Work required:
Reproduce every line of the entries below verbatim, changing nothing.

Records for this exercise:
** BEGIN **

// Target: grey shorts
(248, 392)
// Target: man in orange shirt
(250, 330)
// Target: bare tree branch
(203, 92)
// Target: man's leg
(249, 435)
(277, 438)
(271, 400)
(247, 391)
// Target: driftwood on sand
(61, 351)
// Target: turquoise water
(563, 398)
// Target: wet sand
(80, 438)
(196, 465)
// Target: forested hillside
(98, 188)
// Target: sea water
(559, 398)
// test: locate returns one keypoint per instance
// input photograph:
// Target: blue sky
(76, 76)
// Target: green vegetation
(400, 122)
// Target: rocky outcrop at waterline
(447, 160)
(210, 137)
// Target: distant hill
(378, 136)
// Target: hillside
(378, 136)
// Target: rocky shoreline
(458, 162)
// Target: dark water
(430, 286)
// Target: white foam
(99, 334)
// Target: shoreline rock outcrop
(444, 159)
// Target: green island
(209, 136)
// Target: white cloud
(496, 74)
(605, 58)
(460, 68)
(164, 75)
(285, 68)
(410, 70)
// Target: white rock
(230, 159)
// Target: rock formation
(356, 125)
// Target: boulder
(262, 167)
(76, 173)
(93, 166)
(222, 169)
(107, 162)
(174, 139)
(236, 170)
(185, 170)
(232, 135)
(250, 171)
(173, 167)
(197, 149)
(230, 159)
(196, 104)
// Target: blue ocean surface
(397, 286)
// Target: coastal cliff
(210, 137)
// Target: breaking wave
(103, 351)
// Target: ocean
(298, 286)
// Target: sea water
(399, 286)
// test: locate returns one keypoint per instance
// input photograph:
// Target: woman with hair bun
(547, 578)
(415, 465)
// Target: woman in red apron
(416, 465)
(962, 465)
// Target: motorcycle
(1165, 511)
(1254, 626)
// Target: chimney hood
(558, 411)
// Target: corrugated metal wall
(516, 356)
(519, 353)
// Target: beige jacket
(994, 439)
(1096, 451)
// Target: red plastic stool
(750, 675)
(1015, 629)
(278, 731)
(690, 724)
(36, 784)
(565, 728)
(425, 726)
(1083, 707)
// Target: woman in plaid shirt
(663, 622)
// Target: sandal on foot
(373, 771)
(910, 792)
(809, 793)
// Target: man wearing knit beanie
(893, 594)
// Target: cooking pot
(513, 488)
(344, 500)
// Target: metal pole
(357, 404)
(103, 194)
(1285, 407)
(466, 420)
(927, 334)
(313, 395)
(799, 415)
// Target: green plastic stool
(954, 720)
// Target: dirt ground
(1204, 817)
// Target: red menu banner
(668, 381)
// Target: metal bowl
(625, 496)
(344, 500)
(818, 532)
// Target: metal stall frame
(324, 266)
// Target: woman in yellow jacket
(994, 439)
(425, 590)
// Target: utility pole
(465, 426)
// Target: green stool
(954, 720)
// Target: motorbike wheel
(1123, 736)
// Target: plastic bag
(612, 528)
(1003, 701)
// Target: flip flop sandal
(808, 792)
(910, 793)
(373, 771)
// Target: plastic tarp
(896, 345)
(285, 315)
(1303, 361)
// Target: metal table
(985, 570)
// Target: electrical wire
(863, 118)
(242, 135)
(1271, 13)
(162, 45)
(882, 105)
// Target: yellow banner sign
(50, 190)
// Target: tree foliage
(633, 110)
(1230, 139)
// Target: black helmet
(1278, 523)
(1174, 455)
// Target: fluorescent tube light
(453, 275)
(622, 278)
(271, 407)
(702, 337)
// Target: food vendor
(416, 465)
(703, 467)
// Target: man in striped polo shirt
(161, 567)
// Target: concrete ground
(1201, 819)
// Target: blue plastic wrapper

** END **

Answer to this exercise:
// Target: grey shorts
(248, 392)
// Target: man in orange shirt
(250, 330)
// Target: bare tree branch
(203, 92)
// Target: man's leg
(249, 435)
(277, 438)
(271, 400)
(247, 391)
// Target: driftwood on sand
(61, 351)
// Target: turquoise water
(563, 398)
// Target: wet sand
(80, 438)
(196, 465)
// Target: forested hillside
(98, 188)
// Target: sea water
(559, 398)
// test: locate returns one keypoint per instance
// input photograph:
// Target: blue sky
(76, 76)
// Target: green vegetation
(400, 122)
// Target: rocky outcrop at waterline
(447, 160)
(210, 137)
// Target: distant hill
(378, 136)
// Target: hillside
(378, 136)
// Target: rocky shoreline
(458, 162)
// Target: dark water
(430, 286)
// Target: white foam
(99, 334)
// Target: shoreline rock outcrop
(444, 159)
// Target: green island
(209, 136)
// Target: white cloud
(496, 74)
(605, 58)
(460, 68)
(164, 75)
(285, 68)
(410, 70)
// Target: white rock
(230, 159)
// Target: rock formation
(356, 125)
// Target: boulder
(262, 167)
(76, 173)
(93, 166)
(222, 169)
(107, 162)
(174, 139)
(236, 170)
(185, 170)
(232, 135)
(250, 171)
(173, 167)
(197, 149)
(230, 159)
(196, 104)
// Target: blue ocean surface
(397, 286)
// Target: coastal cliff
(210, 137)
// Target: breaking wave
(103, 351)
// Target: ocean
(298, 286)
// Target: sea water
(399, 286)
// test: locate returns one keypoint per instance
// input photograph:
// Target: woman with hair bun
(547, 578)
(415, 465)
// Target: woman in red apron
(416, 465)
(962, 465)
// Target: motorcycle
(1165, 511)
(1254, 626)
// Target: chimney hood
(558, 411)
// Target: corrugated metal wall
(516, 356)
(519, 353)
// Target: beige jacket
(994, 439)
(1096, 451)
// Target: red plastic stool
(750, 675)
(1015, 629)
(278, 731)
(690, 724)
(36, 784)
(565, 728)
(425, 726)
(1083, 707)
// Target: woman in plaid shirt
(663, 622)
// Target: sandal on foot
(373, 771)
(910, 792)
(809, 793)
// Target: man wearing knit beanie
(893, 594)
// Target: cooking pot
(513, 488)
(344, 500)
// Target: metal pole
(357, 404)
(103, 194)
(1285, 407)
(466, 420)
(927, 334)
(313, 395)
(799, 415)
// Target: green plastic stool
(954, 720)
// Target: dirt ground
(1204, 817)
// Target: red menu banner
(668, 381)
// Target: metal bowl
(625, 496)
(344, 500)
(818, 532)
// Target: metal stall frame
(324, 266)
// Target: woman in yellow jacket
(994, 439)
(425, 590)
// Target: utility pole
(465, 426)
// Target: green stool
(954, 720)
// Target: motorbike wheel
(1123, 736)
// Target: plastic bag
(612, 528)
(1003, 701)
// Target: flip flop sandal
(808, 792)
(910, 793)
(373, 771)
// Target: plastic tarp
(896, 345)
(285, 315)
(1303, 361)
// Target: metal table
(985, 570)
// Target: electrical wire
(863, 118)
(242, 135)
(1271, 13)
(162, 45)
(882, 105)
// Target: yellow banner sign
(50, 190)
// Target: tree foliage
(633, 110)
(1230, 139)
// Target: black helmet
(1278, 523)
(1174, 455)
// Target: fluorescent tube light
(453, 275)
(622, 278)
(271, 407)
(702, 337)
// Target: food vendor
(416, 465)
(703, 467)
// Target: man in striped polo shirt
(161, 567)
// Target: concrete ground
(1201, 819)
// Target: blue plastic wrapper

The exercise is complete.